## Given task:
Please convert the rows below into a two-column CSV with the headers "prompt" and "boxes", using one line per row. Put each row's text under "prompt" and its answer under "boxes", with each value in a single quoted field and line breaks replaced by spaces.

=== Material to process ===

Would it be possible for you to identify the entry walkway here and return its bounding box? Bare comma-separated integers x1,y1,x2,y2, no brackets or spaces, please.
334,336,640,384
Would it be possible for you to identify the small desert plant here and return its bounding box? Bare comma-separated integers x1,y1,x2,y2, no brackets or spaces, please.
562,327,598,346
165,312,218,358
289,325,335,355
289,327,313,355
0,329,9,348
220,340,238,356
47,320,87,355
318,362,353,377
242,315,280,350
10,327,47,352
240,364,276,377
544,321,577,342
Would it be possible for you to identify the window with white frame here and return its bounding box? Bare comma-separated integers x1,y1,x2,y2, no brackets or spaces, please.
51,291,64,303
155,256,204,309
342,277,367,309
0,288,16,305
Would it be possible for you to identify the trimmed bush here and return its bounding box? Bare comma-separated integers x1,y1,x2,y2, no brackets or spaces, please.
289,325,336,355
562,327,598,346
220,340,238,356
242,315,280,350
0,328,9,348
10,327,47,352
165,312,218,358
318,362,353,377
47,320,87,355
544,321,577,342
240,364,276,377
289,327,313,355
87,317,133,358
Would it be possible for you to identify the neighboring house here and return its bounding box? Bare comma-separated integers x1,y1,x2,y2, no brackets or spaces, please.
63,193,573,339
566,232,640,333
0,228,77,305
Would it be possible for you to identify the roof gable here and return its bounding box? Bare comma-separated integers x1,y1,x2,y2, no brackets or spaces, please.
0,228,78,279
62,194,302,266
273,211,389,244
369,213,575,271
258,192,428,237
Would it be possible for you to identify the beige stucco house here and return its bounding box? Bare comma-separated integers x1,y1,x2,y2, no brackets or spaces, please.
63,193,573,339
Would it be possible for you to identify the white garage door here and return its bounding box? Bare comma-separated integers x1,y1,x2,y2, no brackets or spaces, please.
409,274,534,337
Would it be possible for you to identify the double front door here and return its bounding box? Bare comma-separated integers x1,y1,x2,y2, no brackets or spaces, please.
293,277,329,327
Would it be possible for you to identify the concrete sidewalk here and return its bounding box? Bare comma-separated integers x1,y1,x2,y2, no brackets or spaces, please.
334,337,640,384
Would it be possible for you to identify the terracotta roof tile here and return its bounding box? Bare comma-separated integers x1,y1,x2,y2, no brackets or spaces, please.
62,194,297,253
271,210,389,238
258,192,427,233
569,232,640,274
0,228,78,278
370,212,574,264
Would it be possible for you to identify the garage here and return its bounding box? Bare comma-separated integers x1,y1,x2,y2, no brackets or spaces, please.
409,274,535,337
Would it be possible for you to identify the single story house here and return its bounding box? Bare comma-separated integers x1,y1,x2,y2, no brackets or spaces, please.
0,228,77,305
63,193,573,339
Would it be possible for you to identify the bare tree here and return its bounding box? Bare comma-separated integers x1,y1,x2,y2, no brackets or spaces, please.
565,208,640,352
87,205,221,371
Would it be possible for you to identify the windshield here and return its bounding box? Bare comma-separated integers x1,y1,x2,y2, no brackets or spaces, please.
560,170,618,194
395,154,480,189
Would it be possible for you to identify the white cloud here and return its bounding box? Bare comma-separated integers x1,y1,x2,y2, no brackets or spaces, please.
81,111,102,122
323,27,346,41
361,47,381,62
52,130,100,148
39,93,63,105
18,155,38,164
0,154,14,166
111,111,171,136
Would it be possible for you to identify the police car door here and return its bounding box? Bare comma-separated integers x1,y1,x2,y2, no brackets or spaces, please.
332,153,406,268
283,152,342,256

===

## Worked solution:
prompt,boxes
"Would it be possible for you to identify the entry walkway here and return its bounding box? Bare comma-separated integers x1,y1,x2,y2, no brackets or spaces, please.","334,336,640,384"
"Would it be possible for you to identify the small desert plant here and return its bounding box? Bare comma-separated integers x1,y1,x2,y2, no brackets or spaces, please.","562,327,598,346 165,312,218,358 289,325,335,355 289,327,313,355 0,329,9,348 220,340,238,356 47,320,87,355 318,362,353,377 242,315,280,350 10,327,47,352 240,364,276,377 544,321,577,342"
"Would it be possible for you to identify the window with white frame here and return its bounding box? Bare comma-separated integers x1,y1,x2,y2, no brackets or spaces, please.","51,291,64,303 155,256,204,309 342,277,367,309 0,288,16,305"
"Would it be possible for you to identify the trimmed bush here and return its bounding box? Bare comma-separated integers x1,y1,x2,y2, no brackets or spaces, please.","289,325,336,355 562,327,598,346 220,340,238,356 242,315,280,350 0,328,9,348 10,327,47,352 165,312,218,358 318,362,353,377 47,320,87,355 544,321,577,342 240,364,276,377 289,327,313,355 87,317,133,358"
"Would it be possible for you to identify the neighboring house here and return its bounding box? Bare comma-separated integers x1,y1,x2,y2, no brackets or spaces, please.","63,193,573,339 566,232,640,333 0,228,77,305"
"Would it be possible for you to identify the roof gable here and return its bounding box? Bare comma-separated integers x1,y1,x2,y2, no brackets or spaces, please.","0,228,78,279 62,194,302,266 273,211,389,244 369,213,575,271 258,192,428,237"
"Would it be possible for you to identify the beige stucco house here and return its bounding box? Bare comma-separated integers x1,y1,x2,y2, no brackets or spaces, please.","63,193,573,339"
"Would it be possible for you to identify the white garage door here and return its bounding box? Bare comma-separated integers x1,y1,x2,y2, no brackets or spaces, please.","409,274,534,337"
"Would it be possible for you to identify the double front door here and return its bounding box? Bare comma-separated integers x1,y1,x2,y2, no brackets or spaces, please.","293,277,329,327"
"Would it be possible for you to identify the concrete sidewalk here and return its bounding box? Bare comma-separated integers x1,y1,x2,y2, no brackets or spaces, please.","334,337,640,384"
"Would it be possible for you to identify the terracotta roof tile here and return its bounding box? Bare comma-separated integers x1,y1,x2,y2, no brackets or spaces, please.","62,194,297,253 271,210,389,238 258,192,427,233 569,232,640,274 0,228,78,278 370,212,574,264"
"Would it be possible for you to identify the garage here and return its bounding box? Bare comma-separated integers x1,y1,x2,y2, no brackets or spaces, please.","409,274,535,337"
"Would it be possible for you to identify the single story house here and return its bounding box? Bare comma-separated integers x1,y1,x2,y2, no brackets or spaces, please.","0,228,77,305 63,193,573,339"
"Would it be possible for you to identify the bare tree here and return its bounding box? Bare comma-separated integers x1,y1,x2,y2, no brackets or spaces, please.","565,208,640,352 87,205,221,371"
"Would it be possible for you to identify the windshield here and return its bounding box? Bare comma-separated integers x1,y1,x2,y2, no brackets or spaces, please.","560,170,618,194 395,154,480,189"
"Would it be possible for you to identify the white cloud here and return its bounding box? Bare comma-separated integers x1,y1,x2,y2, no brackets or spaces, please.","81,111,102,122 323,27,346,41 361,47,381,62 52,130,100,148 39,93,63,105 18,155,38,164 0,154,14,166 111,111,171,136"
"Would it be possible for you to identify the police car door here and return its bounding box? Bare comma-separated integers x1,y1,x2,y2, no brackets or spaces, please.","332,153,406,268 283,152,342,256"